— START —

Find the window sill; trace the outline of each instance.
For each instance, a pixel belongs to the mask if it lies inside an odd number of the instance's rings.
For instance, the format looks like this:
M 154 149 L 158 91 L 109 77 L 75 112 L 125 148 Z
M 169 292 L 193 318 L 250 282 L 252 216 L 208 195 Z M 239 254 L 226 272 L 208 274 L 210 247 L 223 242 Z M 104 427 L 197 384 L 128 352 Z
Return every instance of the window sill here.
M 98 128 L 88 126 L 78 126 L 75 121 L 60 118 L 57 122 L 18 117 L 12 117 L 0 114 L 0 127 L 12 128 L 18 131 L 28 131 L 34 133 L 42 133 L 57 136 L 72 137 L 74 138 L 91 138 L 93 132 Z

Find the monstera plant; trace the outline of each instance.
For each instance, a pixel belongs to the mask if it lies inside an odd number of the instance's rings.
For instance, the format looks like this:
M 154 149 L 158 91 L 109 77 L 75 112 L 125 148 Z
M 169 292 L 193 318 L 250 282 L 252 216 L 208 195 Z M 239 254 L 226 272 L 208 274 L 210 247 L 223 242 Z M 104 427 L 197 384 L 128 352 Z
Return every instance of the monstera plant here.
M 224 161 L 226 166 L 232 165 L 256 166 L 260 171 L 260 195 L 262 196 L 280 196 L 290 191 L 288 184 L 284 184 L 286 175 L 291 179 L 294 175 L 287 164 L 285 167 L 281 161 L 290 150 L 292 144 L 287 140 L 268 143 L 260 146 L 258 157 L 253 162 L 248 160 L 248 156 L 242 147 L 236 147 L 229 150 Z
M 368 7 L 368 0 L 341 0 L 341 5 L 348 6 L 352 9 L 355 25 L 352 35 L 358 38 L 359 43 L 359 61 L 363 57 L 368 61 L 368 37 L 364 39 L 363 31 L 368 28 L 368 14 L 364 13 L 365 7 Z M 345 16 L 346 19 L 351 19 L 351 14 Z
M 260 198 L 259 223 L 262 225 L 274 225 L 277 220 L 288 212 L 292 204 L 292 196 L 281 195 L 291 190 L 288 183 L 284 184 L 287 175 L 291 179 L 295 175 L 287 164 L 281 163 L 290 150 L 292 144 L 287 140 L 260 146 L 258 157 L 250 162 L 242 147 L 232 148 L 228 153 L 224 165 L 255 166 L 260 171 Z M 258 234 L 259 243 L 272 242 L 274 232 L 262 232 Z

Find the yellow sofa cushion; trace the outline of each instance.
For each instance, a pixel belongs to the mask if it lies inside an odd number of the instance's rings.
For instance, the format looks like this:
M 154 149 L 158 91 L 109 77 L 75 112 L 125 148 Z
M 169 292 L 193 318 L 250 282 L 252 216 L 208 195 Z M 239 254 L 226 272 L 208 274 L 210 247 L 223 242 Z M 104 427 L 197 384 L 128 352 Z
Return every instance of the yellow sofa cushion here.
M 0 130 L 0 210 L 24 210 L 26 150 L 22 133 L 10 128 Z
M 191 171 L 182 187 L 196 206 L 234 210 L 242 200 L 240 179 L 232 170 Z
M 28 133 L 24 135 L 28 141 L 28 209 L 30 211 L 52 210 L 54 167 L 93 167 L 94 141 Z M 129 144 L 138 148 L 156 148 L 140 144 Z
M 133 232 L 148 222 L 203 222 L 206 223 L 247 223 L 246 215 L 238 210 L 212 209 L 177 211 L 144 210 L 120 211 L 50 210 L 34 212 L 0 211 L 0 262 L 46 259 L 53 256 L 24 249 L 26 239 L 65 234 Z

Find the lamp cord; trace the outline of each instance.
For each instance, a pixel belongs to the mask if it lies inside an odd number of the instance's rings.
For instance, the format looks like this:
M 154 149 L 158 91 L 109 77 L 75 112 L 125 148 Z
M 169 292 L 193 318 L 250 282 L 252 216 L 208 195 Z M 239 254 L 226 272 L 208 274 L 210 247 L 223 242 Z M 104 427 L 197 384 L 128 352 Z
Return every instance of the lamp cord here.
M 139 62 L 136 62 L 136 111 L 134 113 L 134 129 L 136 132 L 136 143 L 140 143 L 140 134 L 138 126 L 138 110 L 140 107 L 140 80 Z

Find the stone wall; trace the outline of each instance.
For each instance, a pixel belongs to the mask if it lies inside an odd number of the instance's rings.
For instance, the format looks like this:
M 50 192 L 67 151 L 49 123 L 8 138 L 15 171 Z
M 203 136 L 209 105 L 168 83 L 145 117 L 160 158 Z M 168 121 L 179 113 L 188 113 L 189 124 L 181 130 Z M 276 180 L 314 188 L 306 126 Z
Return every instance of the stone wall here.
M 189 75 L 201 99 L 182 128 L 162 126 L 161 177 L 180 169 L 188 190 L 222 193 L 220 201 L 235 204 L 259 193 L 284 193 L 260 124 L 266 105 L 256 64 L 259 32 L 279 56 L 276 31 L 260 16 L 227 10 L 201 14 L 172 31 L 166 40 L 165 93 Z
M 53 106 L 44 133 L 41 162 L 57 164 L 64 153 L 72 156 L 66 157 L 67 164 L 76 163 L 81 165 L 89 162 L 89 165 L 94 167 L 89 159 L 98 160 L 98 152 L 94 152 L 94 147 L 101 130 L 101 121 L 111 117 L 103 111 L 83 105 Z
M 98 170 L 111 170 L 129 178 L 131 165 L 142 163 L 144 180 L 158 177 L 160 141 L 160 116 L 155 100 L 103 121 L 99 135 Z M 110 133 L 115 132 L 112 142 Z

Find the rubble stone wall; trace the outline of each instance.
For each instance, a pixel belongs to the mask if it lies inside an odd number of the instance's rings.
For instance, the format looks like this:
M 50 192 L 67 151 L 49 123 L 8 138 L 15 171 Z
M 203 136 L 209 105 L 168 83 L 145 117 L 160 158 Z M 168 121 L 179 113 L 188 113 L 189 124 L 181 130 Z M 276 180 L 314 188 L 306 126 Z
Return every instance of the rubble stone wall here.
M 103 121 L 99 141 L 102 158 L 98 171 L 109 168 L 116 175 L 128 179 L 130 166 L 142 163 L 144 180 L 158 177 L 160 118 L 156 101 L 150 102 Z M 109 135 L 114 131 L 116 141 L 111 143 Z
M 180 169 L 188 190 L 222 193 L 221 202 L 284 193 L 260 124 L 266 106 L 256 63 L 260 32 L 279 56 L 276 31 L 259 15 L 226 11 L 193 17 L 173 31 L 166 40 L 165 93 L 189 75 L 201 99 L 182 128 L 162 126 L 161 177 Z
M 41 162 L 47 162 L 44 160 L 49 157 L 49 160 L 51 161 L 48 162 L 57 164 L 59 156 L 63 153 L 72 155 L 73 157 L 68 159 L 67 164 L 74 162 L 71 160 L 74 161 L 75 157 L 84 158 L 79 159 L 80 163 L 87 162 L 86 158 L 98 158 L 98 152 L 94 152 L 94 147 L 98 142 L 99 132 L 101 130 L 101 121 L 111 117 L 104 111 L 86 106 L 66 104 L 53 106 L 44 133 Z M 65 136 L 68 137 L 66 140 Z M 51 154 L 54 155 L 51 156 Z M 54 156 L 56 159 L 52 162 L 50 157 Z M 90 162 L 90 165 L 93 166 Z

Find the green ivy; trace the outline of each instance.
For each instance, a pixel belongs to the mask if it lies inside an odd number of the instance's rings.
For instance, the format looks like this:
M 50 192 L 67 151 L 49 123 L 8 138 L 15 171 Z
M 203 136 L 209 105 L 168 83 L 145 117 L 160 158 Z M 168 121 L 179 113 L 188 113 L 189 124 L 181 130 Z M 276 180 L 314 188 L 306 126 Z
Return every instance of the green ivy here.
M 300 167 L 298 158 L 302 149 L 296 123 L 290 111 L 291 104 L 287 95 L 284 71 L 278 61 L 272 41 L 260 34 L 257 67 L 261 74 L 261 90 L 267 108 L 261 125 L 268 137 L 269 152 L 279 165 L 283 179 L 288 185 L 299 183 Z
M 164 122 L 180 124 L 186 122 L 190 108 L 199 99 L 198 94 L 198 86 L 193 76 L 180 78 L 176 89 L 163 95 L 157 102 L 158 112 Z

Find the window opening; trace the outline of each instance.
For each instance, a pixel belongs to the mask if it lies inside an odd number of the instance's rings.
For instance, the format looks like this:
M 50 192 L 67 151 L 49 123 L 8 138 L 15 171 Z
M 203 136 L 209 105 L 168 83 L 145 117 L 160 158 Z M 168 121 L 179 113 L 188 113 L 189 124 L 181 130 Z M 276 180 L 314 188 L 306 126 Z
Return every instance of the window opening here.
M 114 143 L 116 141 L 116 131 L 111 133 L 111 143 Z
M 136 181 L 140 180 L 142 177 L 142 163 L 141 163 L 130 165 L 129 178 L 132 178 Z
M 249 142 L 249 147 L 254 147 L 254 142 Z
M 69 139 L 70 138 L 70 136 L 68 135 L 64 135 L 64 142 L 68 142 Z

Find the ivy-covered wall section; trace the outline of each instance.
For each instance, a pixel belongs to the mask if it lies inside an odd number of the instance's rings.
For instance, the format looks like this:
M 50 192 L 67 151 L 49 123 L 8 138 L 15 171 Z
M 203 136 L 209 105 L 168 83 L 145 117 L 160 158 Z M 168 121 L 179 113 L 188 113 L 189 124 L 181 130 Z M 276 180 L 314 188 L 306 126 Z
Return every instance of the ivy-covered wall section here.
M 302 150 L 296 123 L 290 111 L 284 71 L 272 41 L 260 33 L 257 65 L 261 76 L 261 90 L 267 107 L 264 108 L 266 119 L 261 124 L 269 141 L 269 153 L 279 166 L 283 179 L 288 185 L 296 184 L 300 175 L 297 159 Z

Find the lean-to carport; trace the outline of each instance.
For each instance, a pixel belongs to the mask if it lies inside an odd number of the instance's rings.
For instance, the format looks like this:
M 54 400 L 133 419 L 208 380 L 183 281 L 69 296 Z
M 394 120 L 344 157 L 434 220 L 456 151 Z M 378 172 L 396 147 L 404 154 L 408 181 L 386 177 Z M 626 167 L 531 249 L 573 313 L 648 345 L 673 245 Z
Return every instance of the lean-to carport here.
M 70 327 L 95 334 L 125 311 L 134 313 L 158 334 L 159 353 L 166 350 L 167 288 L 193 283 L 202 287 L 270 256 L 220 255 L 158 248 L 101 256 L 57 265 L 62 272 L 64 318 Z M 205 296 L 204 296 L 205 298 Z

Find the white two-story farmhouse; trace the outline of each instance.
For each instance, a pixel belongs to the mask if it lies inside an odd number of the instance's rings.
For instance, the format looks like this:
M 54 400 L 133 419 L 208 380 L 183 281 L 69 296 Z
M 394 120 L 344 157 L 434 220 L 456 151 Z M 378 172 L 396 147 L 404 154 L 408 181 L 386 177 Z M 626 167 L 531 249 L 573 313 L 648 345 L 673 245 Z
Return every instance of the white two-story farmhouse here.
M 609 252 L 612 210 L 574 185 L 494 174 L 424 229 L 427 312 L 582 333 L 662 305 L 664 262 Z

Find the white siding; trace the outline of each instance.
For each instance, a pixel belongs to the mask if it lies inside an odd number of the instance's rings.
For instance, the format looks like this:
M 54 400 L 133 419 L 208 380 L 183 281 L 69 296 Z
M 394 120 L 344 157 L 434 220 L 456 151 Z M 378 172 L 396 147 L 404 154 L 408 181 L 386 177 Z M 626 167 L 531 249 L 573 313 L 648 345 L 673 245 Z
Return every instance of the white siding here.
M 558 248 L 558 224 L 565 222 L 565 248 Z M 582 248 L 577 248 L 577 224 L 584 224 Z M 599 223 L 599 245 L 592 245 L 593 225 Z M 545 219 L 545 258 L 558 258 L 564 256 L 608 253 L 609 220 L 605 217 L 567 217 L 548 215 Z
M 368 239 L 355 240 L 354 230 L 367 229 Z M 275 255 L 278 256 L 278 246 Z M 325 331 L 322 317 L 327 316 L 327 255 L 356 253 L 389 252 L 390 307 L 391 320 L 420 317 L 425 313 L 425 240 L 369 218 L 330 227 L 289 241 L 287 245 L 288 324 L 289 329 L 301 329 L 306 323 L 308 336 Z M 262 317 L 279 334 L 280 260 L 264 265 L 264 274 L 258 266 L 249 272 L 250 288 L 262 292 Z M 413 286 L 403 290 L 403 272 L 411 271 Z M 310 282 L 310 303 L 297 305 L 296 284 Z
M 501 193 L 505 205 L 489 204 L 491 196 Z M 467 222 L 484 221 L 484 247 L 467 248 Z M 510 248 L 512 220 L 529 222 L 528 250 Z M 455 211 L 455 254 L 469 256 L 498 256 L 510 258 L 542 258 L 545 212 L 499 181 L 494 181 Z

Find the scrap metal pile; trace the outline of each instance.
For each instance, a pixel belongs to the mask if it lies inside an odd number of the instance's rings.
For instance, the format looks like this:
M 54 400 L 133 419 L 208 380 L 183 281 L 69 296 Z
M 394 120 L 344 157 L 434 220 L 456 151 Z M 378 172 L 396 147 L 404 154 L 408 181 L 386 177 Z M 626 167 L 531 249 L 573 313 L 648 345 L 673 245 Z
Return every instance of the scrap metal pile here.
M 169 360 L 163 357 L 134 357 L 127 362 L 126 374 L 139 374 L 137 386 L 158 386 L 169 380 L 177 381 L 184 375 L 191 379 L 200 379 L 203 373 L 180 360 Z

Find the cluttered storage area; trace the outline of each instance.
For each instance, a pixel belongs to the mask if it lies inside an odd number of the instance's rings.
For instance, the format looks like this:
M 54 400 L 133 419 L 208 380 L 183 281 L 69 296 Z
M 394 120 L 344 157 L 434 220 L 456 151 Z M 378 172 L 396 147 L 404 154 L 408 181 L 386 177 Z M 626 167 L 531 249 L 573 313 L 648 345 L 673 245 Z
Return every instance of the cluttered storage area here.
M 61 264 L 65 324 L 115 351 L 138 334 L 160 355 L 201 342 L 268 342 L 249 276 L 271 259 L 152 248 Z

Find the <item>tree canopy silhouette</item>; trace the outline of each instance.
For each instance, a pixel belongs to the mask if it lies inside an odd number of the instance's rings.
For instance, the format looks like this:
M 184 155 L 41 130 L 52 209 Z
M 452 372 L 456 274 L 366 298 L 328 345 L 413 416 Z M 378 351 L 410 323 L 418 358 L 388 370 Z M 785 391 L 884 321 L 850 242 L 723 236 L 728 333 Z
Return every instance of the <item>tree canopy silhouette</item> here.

— END —

WRITTEN INSTRUCTION: Reproduce the data from the line with "Find the ivy-covered" up to and including the line with "M 302 150 L", swapping "ivy-covered wall section" for "brick chimney" and leaving everything else unchanged.

FINAL RESULT:
Find the brick chimney; trace the outline of each instance.
For each instance, a pixel belongs to the mask if it lies inside an odd number of the instance's rings.
For instance, the format looks like this:
M 50 192 L 67 151 L 49 123 L 8 138 L 15 171 Z
M 203 136 L 209 105 L 168 83 L 145 117 L 160 158 Z M 168 121 L 179 113 L 188 113 L 189 124 L 181 130 Z M 276 180 L 314 188 L 306 126 Z
Return every instance of the brick chimney here.
M 302 150 L 296 123 L 290 111 L 284 71 L 272 41 L 260 33 L 257 65 L 261 76 L 261 90 L 267 107 L 264 108 L 266 119 L 261 124 L 269 141 L 269 153 L 279 166 L 283 179 L 288 185 L 296 184 L 300 175 L 297 159 Z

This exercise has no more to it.